Description of the task =>
Output the rows word for word, from the start of the rows through the line that contains "M153 259L153 270L162", including both of those lines.

(Data listing)

========

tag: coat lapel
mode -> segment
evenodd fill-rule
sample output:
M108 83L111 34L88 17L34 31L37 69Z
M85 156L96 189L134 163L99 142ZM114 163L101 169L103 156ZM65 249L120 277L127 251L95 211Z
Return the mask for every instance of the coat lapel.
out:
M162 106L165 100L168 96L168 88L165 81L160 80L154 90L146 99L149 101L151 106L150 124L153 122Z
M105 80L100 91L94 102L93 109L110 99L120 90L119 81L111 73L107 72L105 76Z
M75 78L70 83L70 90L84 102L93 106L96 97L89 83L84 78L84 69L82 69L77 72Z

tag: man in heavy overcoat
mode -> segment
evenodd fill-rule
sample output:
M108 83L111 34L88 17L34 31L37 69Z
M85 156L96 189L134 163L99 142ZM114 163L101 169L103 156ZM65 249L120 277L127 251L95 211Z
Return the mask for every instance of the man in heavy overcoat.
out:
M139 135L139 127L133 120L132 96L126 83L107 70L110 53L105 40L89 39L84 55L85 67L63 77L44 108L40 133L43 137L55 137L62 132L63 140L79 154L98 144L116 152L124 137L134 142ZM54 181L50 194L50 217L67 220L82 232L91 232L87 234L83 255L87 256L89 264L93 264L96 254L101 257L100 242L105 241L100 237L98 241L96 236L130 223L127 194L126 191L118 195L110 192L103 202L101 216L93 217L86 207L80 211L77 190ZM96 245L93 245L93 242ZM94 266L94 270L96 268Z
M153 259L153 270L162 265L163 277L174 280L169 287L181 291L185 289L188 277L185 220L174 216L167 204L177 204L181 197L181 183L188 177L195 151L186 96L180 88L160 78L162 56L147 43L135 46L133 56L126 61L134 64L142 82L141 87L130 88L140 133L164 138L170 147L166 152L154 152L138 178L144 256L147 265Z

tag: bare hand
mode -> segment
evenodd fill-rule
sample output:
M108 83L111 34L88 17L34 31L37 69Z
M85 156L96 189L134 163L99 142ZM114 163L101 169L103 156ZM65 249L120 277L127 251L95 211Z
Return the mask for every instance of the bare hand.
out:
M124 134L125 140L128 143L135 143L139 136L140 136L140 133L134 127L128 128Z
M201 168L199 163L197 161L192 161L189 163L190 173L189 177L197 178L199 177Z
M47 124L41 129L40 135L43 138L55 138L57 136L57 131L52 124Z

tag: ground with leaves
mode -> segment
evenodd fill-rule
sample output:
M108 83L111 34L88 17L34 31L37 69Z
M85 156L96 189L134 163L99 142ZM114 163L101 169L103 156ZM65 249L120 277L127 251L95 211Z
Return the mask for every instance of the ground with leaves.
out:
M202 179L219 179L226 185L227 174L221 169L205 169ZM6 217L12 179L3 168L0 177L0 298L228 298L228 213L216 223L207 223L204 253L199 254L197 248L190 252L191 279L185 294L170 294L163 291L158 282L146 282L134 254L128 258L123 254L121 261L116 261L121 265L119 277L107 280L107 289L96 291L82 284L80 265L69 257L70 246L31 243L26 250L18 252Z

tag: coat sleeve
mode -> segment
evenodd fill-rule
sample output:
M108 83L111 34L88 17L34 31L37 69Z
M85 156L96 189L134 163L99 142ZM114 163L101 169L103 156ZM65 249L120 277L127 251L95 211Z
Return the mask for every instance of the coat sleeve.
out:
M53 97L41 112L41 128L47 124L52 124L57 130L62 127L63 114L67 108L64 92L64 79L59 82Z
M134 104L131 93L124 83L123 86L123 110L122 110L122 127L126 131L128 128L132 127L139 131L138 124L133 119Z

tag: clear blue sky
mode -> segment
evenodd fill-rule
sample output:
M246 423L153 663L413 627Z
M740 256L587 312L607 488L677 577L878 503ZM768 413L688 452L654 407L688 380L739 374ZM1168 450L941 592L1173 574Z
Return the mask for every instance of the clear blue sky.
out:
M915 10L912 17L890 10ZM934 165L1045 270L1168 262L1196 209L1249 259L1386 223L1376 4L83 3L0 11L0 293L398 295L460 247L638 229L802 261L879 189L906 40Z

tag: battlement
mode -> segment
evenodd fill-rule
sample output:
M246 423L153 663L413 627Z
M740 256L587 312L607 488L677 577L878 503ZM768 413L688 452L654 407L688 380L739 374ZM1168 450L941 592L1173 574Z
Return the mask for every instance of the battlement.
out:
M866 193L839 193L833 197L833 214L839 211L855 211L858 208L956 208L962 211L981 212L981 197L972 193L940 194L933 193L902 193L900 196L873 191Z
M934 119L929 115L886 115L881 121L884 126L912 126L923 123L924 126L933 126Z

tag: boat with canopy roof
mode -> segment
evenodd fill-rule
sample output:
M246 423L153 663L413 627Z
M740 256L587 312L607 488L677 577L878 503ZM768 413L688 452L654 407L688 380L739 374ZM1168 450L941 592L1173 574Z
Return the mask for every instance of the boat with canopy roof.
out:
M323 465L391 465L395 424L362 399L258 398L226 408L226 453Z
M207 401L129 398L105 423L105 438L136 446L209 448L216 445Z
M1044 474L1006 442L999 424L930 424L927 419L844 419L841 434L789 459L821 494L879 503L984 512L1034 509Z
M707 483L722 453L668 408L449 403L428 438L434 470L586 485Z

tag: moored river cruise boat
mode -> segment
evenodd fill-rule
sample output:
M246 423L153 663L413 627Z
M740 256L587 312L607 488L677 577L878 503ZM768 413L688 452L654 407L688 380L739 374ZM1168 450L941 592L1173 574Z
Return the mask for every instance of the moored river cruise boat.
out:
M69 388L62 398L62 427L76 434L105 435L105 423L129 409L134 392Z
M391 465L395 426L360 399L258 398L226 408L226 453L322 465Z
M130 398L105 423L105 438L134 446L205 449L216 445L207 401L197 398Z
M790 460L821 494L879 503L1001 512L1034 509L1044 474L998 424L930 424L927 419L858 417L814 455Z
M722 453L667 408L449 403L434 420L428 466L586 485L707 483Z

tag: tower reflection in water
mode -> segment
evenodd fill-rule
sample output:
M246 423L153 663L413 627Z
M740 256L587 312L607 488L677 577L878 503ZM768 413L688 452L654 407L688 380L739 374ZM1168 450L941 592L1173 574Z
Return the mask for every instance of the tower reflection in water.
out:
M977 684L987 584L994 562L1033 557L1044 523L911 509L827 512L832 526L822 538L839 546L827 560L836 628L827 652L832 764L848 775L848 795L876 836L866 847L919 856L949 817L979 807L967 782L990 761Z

========

Response =>
tag: coat lapel
mode -> segment
evenodd fill-rule
sample output:
M108 83L111 34L88 17L34 31L37 69Z
M85 156L96 189L134 163L99 142ZM114 163L101 169L103 156ZM65 249L120 277L127 251L95 211Z
Return the mask for every instance of the coat lapel.
out:
M162 106L165 100L168 96L168 88L165 81L160 80L154 90L146 99L149 101L151 106L150 124L153 122Z
M105 80L100 91L94 102L93 109L110 99L120 90L119 81L111 73L107 72L105 76Z
M75 78L70 83L70 90L84 102L93 106L96 97L89 83L84 78L84 69L82 69L77 72Z

tag: man in heavy overcoat
mode -> segment
evenodd fill-rule
sample output:
M108 83L111 34L88 17L34 31L37 69Z
M85 156L96 189L134 163L99 142ZM114 163L101 169L103 156ZM65 249L120 277L127 251L95 211Z
Return the mask for every instance of the man in heavy overcoat.
out:
M139 135L139 127L133 120L132 96L126 83L107 70L110 53L105 40L89 39L84 55L85 67L63 77L44 108L40 133L43 137L55 137L62 132L63 140L79 154L98 144L116 152L124 137L134 142ZM54 181L50 194L50 217L67 220L82 232L91 232L87 234L83 255L87 256L89 264L93 264L96 254L101 257L100 242L105 241L100 237L98 241L96 236L130 223L127 194L126 191L118 195L110 192L103 202L101 216L93 217L86 207L80 211L77 190ZM96 245L93 245L93 242ZM94 266L94 270L96 268Z
M153 259L153 270L162 265L163 277L174 280L169 287L181 291L185 289L188 277L185 220L174 216L167 204L177 204L181 197L181 183L188 177L195 151L186 96L180 88L160 78L162 56L147 43L135 46L133 56L126 61L134 64L142 82L141 87L130 88L140 133L164 138L170 147L166 152L154 152L138 178L144 256L147 265Z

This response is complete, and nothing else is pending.